Exercise brief: Output all of the records exactly as written.

--- Dataset extract ---

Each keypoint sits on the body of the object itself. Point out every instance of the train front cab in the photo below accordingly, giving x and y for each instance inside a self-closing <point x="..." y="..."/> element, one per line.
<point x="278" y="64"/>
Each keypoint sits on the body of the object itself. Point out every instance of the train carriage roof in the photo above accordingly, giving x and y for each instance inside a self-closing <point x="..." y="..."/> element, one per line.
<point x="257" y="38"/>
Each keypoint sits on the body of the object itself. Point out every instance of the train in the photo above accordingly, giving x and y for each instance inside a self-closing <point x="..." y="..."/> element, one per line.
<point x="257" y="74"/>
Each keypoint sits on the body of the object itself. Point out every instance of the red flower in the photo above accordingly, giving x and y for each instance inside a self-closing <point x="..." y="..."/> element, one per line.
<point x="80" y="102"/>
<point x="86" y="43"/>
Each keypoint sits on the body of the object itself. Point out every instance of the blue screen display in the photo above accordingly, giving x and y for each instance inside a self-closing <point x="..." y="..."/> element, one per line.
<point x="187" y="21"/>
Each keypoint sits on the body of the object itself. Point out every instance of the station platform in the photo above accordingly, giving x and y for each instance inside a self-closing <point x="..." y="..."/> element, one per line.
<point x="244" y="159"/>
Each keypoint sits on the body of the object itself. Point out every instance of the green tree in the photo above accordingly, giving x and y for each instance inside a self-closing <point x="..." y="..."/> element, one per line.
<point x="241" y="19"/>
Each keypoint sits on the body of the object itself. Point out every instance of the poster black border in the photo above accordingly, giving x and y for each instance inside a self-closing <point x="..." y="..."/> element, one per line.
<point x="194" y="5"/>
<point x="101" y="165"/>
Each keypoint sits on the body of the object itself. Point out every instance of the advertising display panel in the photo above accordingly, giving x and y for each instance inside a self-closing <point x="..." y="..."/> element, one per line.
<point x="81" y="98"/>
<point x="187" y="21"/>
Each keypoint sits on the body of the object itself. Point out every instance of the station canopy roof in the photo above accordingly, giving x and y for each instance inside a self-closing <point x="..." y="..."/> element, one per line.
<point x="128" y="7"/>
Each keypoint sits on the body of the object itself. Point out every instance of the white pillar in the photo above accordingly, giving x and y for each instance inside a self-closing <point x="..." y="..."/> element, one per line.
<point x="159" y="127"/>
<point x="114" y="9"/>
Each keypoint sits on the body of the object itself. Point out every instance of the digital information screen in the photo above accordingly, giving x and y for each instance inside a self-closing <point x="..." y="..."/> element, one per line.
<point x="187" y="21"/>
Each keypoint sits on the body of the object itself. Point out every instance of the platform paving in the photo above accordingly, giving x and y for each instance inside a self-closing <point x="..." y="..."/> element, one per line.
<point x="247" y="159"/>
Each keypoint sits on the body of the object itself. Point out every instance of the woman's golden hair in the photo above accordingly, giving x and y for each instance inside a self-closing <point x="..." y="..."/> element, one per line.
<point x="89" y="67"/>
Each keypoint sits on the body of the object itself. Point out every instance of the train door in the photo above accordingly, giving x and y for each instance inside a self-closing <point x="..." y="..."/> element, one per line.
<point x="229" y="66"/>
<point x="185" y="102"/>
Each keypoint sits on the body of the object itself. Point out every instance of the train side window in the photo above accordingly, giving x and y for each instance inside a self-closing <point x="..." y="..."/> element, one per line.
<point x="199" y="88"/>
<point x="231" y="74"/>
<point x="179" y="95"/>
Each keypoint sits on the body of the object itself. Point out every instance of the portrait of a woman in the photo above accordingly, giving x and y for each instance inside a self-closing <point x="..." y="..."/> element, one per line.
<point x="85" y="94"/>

---

Exercise answer:
Each keypoint sits on the body of the object itself. Point out every instance of the train front cab in the photo below accordingly, giving x and y for each instance inside a self-closing <point x="..." y="..."/> element, one per line.
<point x="278" y="64"/>
Each keypoint sits on the body of the object itself. Point out every instance of the train carriage roof in the photo above accordingly, giving x and y for each instance inside a self-closing <point x="..." y="..."/> element, one per line.
<point x="257" y="38"/>
Each keypoint sits on the body of the object itself. Point out every instance of the train in the photo above accordingly, giving x and y for each instance inside a self-closing <point x="..." y="..."/> element, one per line.
<point x="257" y="74"/>
Each keypoint sits on the body of the object itself. Point out every instance of the red flower in the photo above accordingly, giving x and y for each instance inside a self-closing <point x="..." y="..."/> element, one per line.
<point x="80" y="102"/>
<point x="86" y="43"/>
Each keypoint sits on the body of the object itself. Point out every instance of the blue screen display in the photo above accordingly, giving x and y for each instance inside a self-closing <point x="..." y="..."/> element, one per line.
<point x="187" y="21"/>
Each keypoint sits on the body of the object itself. Point out every instance of the station platform in the photo above accordingly, giving x and y for each instance inside a self-closing <point x="..." y="..."/> element, one per line.
<point x="244" y="159"/>
Each keypoint sits on the body of the object itself. Point out every instance of the green tree in the photo above accordingly, giving x and y for each instance inside a self-closing <point x="..." y="..."/> element, one per line.
<point x="241" y="19"/>
Each keypoint sits on the body of the object itself. Point out every instance of the poster black border in the photo above accordingly, giving x and y for each instance inside a self-closing <point x="..." y="..."/> element, one per line.
<point x="194" y="5"/>
<point x="101" y="165"/>
Each keypoint sits on the body of the object itself. Point out every instance of the advertising display panel in the photo above accordingly, giving x and y for each instance inside a self-closing <point x="..." y="..."/> element, one per line.
<point x="81" y="98"/>
<point x="187" y="21"/>
Each keypoint sits on the body of the object itself. Point out every instance of the station canopy roof in the photo above accordingly, giving x and y for each instance inside a self-closing <point x="..." y="..."/> element, one per line.
<point x="128" y="7"/>
Each keypoint sits on the body of the object itself. Point out every instance of the white pillar in the photo above accordingly, giving x and y for each instance inside a self-closing <point x="..." y="..."/> element, one per line.
<point x="159" y="127"/>
<point x="114" y="9"/>
Each keypoint sits on the body of the object itself. Point out every instance of the digital information screen in the photo above accordingly, giving x and y for each instance inside a self-closing <point x="..." y="..."/> element, one per line.
<point x="187" y="21"/>
Each keypoint sits on the body of the object itself. Point out every instance of the platform paving in the photo above accordingly, giving x and y for each instance inside a self-closing <point x="..." y="..."/> element, one per line.
<point x="247" y="159"/>
Each keypoint sits on the body of the object itself. Point out every instance of the woman's golden hair in the photo above accordingly, giving x and y for each instance inside a self-closing <point x="..." y="..."/> element, one per line.
<point x="89" y="67"/>
Each keypoint sits on the body of the object itself. Point out every instance of the train door in the photo above accordingly, giving x and y for each instance inside a self-closing <point x="..." y="..."/> element, one per line.
<point x="229" y="66"/>
<point x="185" y="102"/>
Each keypoint sits on the body of the object itself. Point out every instance of the train side window in the photo above accordingly, giving x and y for each instance inside a self-closing <point x="..." y="..."/> element, one per line.
<point x="199" y="88"/>
<point x="231" y="74"/>
<point x="179" y="95"/>
Each keypoint sits on the body of the object itself. Point out every instance of the portrait of a woman in the photo above accordingly, giving x and y for each instance inside a self-closing <point x="..." y="..."/> element, one per line.
<point x="85" y="94"/>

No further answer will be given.